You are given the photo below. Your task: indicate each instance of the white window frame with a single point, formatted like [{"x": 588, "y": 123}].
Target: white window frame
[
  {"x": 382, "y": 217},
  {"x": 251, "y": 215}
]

● **Description of the task**
Copy the entries above word for word.

● **Result for this task**
You are given the photo below. Your task: indicate each instance of the white window frame with a single point, formatted like [{"x": 588, "y": 123}].
Target: white window frame
[
  {"x": 382, "y": 217},
  {"x": 251, "y": 215}
]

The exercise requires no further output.